>> START Extract provided

We could reject the head-first biolinguistic approach. Then we could say that instances of ‘cat’ exist despite the fact that none of them have the acoustic structure we represent them as having. This would be like finding out that cats are robots: we have been deceived about the true nature of some familiar kind of object, but we managed to refer to them despite our misconceptions. Rey will object that this rejection of the head-first approach ignores the direction of explanation in linguistics.

Alternatively, we could acquiesce to the head-first approach but resist the essentialising move. Even if it’s true that speaker representations are the source of linguistic properties, why conclude that certain linguistic properties are essential to a given SLE? Indeed, it seems likely that words and sentences do not have essences. This conclusion receives support below when the difficulty of providing a theory of word individuation is discussed. Miller (2021) has gone further, arguing that essentialism for words must be wrong because it is part of the nature of words that they may change over time. In place of an essentialist model of words, Miller has argued that words are homeostatic property clusters. If so, then no instance of (P1*) is true. The trouble with this suggestion as a response to Rey is that he can run a version of his argument for just about any linguistic property you care to think of. Even if words are homeostatic property clusters, you still need a given acoustic blast to have some package of linguistic properties, and Rey will deny that that package of properties is genuinely instantiated by the blast.

>> END Extract provided
>> START Rows

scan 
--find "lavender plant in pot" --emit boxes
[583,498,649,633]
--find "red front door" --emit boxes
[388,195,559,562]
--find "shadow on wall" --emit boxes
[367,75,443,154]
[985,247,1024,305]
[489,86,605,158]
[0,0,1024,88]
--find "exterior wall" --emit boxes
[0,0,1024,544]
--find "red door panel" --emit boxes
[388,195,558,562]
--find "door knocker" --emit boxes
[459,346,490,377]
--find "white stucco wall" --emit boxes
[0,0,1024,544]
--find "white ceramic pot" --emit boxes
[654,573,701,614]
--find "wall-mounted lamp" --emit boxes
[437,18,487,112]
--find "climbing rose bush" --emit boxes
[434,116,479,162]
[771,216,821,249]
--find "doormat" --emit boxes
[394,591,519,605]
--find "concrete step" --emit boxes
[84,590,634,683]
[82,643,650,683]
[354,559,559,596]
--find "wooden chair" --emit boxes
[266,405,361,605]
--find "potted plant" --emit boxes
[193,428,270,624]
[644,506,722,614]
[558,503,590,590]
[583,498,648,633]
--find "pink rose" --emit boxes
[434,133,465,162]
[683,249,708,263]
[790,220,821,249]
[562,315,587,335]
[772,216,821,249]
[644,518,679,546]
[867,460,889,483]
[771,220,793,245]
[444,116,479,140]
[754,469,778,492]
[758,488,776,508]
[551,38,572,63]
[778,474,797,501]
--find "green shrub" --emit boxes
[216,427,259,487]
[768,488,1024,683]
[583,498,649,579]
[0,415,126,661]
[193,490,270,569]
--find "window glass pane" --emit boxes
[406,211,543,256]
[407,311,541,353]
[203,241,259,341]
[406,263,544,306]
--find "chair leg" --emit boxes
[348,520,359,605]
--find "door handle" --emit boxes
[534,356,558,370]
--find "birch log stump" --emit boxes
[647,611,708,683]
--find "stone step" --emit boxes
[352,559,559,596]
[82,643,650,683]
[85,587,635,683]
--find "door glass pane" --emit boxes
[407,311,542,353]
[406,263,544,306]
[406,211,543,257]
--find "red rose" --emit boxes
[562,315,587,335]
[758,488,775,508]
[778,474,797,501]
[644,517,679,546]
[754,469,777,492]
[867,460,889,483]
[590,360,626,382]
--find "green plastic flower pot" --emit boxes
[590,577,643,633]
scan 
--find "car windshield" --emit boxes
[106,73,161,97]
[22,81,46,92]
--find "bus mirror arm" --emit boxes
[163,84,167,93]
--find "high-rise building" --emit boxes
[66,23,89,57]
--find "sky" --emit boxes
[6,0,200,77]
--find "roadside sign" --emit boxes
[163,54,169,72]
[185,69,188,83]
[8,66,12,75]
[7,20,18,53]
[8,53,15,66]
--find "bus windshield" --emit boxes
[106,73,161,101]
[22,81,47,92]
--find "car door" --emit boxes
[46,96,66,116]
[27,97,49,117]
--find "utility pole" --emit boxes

>> END Rows

* _Task 1_: According to the passage on the head-first biolinguistic approach, why is treating words as homeostatic property clusters a weak reply to Rey? Answer in one to three sentences.
* _Task 2_:
Answer these questions on the passage on the head-first biolinguistic approach:
(a) What discovery does the passage compare rejecting the head-first approach to?
(b) What will Rey object that this rejection ignores?
(c) What reason does Miller give for saying essentialism for words must be wrong?

* _Full output 1_: Rey can run a version of his argument for almost any linguistic property. Even if words are homeostatic property clusters, a given acoustic blast still needs some package of linguistic properties, and Rey will deny that the blast genuinely instantiates that package.

* _Full output 2_:
(a) Finding out that cats are robots.
(b) The direction of explanation in linguistics.
(c) It is part of the nature of words that they may change over time.